:: Requirements ::
Output the material below in full, exactly as it is.
==== Record excerpts ====
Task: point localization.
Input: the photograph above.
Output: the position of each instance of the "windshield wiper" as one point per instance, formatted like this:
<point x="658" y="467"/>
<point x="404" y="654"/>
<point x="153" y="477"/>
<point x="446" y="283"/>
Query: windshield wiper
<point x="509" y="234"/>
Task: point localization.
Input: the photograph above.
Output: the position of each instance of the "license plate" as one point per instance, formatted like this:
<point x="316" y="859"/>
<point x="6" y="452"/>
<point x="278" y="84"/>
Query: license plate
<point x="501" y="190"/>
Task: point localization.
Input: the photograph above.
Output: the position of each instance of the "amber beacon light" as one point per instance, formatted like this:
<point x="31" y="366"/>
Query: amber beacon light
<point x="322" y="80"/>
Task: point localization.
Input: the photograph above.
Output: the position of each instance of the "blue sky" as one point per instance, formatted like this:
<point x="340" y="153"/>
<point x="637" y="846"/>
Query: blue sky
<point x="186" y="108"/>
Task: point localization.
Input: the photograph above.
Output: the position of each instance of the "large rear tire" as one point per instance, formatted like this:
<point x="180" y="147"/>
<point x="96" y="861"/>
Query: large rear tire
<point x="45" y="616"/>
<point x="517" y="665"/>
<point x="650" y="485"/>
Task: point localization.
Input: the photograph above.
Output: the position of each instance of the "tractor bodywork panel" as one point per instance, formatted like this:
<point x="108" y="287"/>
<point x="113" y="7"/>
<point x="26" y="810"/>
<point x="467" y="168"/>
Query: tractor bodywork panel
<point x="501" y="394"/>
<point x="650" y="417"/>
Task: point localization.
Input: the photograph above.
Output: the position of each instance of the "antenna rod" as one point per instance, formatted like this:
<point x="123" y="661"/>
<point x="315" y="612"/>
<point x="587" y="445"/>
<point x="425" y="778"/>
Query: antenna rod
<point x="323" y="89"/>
====
:: Written answer ::
Task: point localization.
Input: the photograph above.
Output: the position of each instance of the "windshield wiper" as one point per instance, formatted like this:
<point x="658" y="467"/>
<point x="404" y="654"/>
<point x="153" y="477"/>
<point x="446" y="283"/>
Query: windshield wiper
<point x="509" y="234"/>
Task: point localization.
Input: the photograph above.
Output: the position of each instance of the "license plate" as one point per instance, formatted like this:
<point x="316" y="859"/>
<point x="6" y="452"/>
<point x="278" y="84"/>
Query: license plate
<point x="501" y="190"/>
Task: point localization.
Input: the photograph above.
Output: the position of each instance of the "amber beacon light" as one point per instance, formatted like this:
<point x="31" y="366"/>
Query: amber beacon light
<point x="322" y="80"/>
Task: point localization.
Input: the photograph above.
Output: the position of each instance of the "blue sky" as one point per instance, formatted like this:
<point x="340" y="153"/>
<point x="637" y="846"/>
Query: blue sky
<point x="186" y="108"/>
Task: point localization.
Input: the photograph above.
Output: the position of each instance of the "large rear tire" as one point per instance, formatted like this:
<point x="180" y="147"/>
<point x="96" y="861"/>
Query: large rear tire
<point x="45" y="616"/>
<point x="517" y="665"/>
<point x="650" y="485"/>
Task: point localization.
Input: the photograph above.
Output: the position of each instance of the "tractor bodywork panel" as one point per instance, formatted like this:
<point x="108" y="287"/>
<point x="113" y="7"/>
<point x="26" y="810"/>
<point x="467" y="168"/>
Query: tractor bodywork panel
<point x="501" y="394"/>
<point x="650" y="417"/>
Task: point localization.
Input: the photograph above.
Output: the position of each instance of the "antenna rod" as one point per instance, formatted like this:
<point x="123" y="661"/>
<point x="315" y="612"/>
<point x="587" y="445"/>
<point x="425" y="778"/>
Query: antenna rod
<point x="323" y="89"/>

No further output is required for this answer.